**Opgaven**
**a)** Welke kledingstukken draagt de vakantieganger in de tekst over de hartaanval? Noem ze allemaal.
**b)** Pak de tekst over de hartaanval van de vakantieganger weer op en schrijf verder na de laatste zin.

**Aangeleverde tekst**
▶

Sommige diagnosen zijn vanachter de balie te stellen; het behoeft niet veel ervaring om iemand met een niersteenkoliek, een zwangere vrouw die op het punt staat te bevallen of een hysterica met hyperventilatie te herkennen. Daar waar in Nederland ook het hartaanval van mijlen is te zien aan de asgrauwe kleur van het gelaat, is dat in Suriname toch wat lastiger. Dat is natuurlijk totdat de Nederlander naar Suriname komt om hier vakantie te vieren en een groot stolsel ook besluit op reis te gaan richting de kransslagader. Het was dan ook klassiek en exemplarisch, een prachtig prototype, een leerzaam voorbeeld uitermate geschikt voor een klinisch college over het myocard infarct.
Langzaam komt hij aangesloft, zijn witte voeten met de rode muggenbulten steken en een paar zwarte, doorgelopen sandalen. De spijkerbroek hangt op half zeven maar hij maalt daar niet om. Het enige dat hem bezig houdt is die drukkende pijn op zijn borst, alsof er een nijlpaard op rust, terwijl dat martelende gevoel uitwaaierd naar zijn kaken en schouders. Het vuile, witte shirt is doorweekt en zijn haren zijn kletsnat terwijl buiten slechts een blauwe lucht is waar te nemen. In een vruchteloze poging de onafgebroken pijn te dempen heeft hij zijn vuist tegen zijn borstbeen aangedrukt: "Ik heb het zo benauwd!", klinkt het uit de mond van de vakantieganger die moeizaam tegen de balie aanleunt en bij wie de grauwe kleur het bruin van zijn gezicht heeft verdrongen.

◀

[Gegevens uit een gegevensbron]
▶

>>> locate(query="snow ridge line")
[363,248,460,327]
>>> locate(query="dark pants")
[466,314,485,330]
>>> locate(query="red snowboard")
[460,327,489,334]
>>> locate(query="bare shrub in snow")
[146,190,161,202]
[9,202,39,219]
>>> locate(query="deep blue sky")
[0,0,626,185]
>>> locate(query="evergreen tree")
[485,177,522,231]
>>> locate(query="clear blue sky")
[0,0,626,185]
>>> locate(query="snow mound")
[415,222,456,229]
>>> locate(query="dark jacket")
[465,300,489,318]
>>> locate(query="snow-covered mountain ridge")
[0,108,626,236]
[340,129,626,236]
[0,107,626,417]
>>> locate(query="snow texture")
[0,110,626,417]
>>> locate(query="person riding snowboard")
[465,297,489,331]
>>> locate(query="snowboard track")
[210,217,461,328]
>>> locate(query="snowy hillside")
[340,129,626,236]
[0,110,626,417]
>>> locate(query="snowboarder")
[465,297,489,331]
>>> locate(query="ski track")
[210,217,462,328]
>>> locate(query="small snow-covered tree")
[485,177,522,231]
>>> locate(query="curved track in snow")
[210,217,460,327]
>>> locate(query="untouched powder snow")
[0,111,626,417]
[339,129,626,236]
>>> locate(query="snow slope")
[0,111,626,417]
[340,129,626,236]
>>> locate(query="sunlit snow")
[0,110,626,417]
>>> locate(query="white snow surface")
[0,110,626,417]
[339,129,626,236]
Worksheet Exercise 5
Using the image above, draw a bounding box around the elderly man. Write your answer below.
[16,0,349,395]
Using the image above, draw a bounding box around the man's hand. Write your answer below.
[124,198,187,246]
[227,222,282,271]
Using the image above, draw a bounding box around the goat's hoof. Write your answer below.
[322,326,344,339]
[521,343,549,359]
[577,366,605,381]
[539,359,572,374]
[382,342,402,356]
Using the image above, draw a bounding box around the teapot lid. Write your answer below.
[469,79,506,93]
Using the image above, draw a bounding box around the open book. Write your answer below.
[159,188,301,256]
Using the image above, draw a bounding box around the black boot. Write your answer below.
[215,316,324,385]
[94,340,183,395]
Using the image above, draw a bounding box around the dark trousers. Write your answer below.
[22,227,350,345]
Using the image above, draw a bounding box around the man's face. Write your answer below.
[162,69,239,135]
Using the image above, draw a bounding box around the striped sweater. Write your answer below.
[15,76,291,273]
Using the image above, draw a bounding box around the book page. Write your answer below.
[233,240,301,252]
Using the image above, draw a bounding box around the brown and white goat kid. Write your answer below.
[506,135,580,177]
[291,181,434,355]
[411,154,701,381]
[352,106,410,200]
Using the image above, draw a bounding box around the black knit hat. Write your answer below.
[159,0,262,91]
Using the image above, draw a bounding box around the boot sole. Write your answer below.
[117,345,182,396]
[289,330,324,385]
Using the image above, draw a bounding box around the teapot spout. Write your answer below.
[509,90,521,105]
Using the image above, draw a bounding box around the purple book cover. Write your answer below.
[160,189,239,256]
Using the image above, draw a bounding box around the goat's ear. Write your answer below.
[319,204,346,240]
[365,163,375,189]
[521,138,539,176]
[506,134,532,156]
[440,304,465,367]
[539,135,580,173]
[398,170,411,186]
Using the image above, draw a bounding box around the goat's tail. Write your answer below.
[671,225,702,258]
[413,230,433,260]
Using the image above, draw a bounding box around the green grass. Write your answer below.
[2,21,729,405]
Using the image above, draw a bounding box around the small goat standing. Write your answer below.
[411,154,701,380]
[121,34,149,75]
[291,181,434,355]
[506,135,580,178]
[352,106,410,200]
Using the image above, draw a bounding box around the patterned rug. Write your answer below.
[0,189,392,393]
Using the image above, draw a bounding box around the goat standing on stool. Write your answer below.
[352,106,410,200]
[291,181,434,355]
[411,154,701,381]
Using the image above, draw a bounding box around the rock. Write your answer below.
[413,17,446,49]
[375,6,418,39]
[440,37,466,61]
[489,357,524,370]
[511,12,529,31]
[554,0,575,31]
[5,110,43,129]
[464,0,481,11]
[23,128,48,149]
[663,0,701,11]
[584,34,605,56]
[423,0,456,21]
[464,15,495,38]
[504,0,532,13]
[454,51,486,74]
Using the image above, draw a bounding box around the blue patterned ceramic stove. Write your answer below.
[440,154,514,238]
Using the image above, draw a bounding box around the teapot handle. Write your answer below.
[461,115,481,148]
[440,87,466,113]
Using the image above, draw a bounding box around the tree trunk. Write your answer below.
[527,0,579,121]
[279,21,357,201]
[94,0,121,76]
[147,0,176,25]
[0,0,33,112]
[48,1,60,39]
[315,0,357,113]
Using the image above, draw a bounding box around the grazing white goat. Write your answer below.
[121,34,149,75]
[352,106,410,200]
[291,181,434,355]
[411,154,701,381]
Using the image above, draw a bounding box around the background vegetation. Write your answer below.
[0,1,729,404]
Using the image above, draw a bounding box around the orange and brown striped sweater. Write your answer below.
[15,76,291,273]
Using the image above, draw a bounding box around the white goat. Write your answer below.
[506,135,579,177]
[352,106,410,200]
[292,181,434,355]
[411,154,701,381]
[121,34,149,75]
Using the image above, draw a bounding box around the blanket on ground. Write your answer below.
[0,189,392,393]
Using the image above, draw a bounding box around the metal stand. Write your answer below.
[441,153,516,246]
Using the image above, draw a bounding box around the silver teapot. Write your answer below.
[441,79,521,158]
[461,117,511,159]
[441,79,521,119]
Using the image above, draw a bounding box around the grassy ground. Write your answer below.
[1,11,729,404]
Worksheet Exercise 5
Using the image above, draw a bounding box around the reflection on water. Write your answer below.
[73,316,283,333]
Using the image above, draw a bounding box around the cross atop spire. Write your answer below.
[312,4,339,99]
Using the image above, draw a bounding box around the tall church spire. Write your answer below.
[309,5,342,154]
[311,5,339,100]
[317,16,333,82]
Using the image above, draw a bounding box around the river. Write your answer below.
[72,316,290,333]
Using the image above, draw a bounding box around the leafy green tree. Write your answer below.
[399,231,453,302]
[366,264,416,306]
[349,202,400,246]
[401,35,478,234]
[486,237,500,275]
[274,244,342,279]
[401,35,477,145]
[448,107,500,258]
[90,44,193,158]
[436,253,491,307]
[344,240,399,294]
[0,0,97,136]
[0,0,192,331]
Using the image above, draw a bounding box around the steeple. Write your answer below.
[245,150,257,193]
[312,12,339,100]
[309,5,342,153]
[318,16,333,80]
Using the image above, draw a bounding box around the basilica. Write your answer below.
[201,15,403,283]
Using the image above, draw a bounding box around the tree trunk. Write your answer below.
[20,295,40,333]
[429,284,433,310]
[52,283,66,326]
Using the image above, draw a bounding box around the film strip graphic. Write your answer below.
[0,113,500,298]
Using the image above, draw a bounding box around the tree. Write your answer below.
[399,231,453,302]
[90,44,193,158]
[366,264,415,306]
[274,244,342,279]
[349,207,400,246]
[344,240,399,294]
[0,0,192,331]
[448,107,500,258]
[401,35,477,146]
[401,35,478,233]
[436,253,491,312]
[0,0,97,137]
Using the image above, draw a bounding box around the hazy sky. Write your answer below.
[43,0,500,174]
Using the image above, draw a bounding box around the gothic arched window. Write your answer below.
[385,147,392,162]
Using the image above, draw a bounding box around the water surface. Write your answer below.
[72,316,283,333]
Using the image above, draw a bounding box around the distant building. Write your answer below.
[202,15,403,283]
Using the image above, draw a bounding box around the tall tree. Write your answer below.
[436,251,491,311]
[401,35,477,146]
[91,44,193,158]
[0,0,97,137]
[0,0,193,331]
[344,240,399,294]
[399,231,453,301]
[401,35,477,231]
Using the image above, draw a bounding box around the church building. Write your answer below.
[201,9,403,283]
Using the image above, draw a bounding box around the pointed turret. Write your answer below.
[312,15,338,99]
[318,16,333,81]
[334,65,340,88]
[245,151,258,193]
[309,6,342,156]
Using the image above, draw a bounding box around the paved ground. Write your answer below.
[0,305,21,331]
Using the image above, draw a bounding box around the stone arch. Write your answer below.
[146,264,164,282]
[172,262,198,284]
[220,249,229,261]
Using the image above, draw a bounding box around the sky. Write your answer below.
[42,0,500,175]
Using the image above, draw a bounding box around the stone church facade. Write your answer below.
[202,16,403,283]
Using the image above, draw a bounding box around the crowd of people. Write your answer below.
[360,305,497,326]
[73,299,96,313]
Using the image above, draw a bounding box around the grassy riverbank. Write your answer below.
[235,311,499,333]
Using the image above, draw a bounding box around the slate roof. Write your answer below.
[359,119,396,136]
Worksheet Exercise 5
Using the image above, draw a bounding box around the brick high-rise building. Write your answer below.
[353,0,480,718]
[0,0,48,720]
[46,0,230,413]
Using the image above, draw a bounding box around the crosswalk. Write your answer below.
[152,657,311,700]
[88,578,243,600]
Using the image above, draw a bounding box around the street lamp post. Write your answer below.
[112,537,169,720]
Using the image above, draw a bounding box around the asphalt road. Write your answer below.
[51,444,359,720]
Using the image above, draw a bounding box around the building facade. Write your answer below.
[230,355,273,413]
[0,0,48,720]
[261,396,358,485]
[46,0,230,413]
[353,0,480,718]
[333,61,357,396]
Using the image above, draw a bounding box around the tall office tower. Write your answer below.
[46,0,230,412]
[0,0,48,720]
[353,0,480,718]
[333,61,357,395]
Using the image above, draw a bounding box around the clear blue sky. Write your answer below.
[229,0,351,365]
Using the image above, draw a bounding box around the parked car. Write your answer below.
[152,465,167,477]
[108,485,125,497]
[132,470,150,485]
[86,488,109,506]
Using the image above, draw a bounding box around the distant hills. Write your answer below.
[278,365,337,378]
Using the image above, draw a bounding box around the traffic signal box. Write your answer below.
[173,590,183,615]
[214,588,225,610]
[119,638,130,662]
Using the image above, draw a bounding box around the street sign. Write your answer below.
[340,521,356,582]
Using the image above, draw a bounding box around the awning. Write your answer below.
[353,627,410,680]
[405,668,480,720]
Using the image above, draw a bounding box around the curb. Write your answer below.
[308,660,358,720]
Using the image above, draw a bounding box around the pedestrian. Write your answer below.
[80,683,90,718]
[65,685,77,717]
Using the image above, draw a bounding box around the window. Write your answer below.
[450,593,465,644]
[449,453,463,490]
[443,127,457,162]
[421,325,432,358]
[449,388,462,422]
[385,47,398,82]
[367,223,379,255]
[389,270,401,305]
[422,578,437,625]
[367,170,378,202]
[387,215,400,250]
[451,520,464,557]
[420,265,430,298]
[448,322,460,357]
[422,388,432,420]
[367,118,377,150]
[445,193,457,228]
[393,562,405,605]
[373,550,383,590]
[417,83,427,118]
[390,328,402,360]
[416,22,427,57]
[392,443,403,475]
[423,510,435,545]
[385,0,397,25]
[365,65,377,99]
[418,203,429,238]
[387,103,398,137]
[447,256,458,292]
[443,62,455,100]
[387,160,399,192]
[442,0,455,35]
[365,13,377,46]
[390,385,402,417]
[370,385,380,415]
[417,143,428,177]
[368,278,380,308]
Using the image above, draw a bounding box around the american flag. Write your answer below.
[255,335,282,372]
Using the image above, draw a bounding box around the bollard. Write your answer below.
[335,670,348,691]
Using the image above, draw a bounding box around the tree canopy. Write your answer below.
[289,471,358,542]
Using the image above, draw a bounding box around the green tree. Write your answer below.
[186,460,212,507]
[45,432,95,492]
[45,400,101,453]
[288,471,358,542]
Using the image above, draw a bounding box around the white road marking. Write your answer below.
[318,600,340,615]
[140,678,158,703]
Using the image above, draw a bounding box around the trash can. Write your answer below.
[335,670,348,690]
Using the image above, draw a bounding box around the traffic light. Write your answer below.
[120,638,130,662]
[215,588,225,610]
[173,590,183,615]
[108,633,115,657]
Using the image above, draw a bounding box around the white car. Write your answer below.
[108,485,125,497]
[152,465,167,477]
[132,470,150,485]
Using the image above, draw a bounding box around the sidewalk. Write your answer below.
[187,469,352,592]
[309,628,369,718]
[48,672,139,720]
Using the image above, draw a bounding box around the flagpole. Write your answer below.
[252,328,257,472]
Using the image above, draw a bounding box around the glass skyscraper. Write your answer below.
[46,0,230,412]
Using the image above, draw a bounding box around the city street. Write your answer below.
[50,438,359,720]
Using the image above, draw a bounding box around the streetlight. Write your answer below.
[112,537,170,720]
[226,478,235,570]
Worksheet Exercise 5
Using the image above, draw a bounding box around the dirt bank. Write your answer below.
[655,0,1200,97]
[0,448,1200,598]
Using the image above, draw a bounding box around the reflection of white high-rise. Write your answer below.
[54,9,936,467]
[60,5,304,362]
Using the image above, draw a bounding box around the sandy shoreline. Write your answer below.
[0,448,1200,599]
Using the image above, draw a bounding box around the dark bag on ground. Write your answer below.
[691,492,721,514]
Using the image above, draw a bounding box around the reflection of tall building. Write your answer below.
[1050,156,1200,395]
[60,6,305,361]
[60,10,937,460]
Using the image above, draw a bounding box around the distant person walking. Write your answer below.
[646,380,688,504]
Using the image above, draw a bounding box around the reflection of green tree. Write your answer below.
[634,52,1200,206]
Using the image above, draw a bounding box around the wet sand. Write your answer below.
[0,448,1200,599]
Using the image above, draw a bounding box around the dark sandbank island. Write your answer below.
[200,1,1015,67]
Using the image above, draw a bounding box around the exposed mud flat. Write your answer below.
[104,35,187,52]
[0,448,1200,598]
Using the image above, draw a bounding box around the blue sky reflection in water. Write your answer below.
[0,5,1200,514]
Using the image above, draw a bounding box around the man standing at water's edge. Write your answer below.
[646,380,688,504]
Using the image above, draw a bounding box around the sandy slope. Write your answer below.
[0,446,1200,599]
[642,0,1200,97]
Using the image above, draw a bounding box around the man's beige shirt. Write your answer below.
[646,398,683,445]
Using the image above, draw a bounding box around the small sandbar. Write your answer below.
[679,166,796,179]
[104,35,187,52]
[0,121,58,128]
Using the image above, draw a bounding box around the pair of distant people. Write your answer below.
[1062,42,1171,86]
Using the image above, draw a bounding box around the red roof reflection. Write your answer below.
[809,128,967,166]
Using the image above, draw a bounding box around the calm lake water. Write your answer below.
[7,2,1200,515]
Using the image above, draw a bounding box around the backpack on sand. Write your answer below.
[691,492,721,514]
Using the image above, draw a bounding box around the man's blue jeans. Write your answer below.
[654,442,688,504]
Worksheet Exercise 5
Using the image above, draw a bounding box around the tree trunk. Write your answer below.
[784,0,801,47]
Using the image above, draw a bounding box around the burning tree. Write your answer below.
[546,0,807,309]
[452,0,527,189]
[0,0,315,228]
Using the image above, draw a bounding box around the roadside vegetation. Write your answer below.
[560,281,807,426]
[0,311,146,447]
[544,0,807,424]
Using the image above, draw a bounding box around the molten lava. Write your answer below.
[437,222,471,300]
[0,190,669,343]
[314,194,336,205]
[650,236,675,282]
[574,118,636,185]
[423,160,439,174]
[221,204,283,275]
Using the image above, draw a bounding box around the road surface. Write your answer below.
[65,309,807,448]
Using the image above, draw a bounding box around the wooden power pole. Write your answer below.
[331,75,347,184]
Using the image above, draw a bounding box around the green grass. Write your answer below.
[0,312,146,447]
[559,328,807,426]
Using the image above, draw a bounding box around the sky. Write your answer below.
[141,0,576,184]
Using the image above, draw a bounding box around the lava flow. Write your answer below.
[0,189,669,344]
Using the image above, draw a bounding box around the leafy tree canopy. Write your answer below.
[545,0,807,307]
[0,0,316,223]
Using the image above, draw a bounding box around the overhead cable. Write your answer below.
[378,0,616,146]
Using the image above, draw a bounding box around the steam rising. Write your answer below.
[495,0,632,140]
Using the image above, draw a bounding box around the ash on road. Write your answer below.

◀

**Antwoorden**
**a)**
- zwarte, doorgelopen sandalen
- een spijkerbroek
- een vuil, wit shirt

**b)**
Er wordt al een bed aangereden door de verpleegkundige maar de afstand is te groot. In een wanhopige poging de enkele meters naar het begeerlijke bed te bereiken, waggelt hij erop af. De inspanning wordt niet beloond: hij maakt een gevaarlijke zwaai en rechts en valt tegen de schoonmaakster aan die net bezig was de medicijnkast schoon te maken en het hele gebeuren met lichte verbazing heeft aanschouwd. Ze wordt tegen de glimmende deur van de kast aangedrukt door het grote lichaam van de man, en met afgrijzen heft ze beide handen en wappert ermee alsof ze een vies insect van zich wil afslaan. De man zakt verder af en beland met zijn rechter wang op haar schoenen. Drie verpleegkundigen proberen hem op het bed te tillen, maar zijn gewicht en de zwaartekracht zijn sterkere tegenstanders. Als ik hem aan zijn riem optrek lukt het ons hem op bed te hijsen. Desperaat hapt de man naar lucht, de ogen in doodsangst, de vuisten gebald. Niet snel hierna ontspannen de spieren als het bewustzijn wordt verloren.
Op de monitor is te zien dat de man het begin van het einde al heeft bereikt en als er een tube in zijn luchtpijp is geschoven wordt hij geklapt met de populaire defibrillator die heden ten dage volgens cardiologen in Nederland in iedere sportclub, bibliotheek, museum, bioscoop en McDonals aan de muur zou moeten hangen. Na tweede schokken heeft het hart van de man wel een normale elektrische activiteit maar nog geen pols; het einde komt nu wel naderbij. Als ik na een minuut te hebben gemasseerd mijn vingers in zijn nek leg, voel ik opgelucht het ritmische kloppen.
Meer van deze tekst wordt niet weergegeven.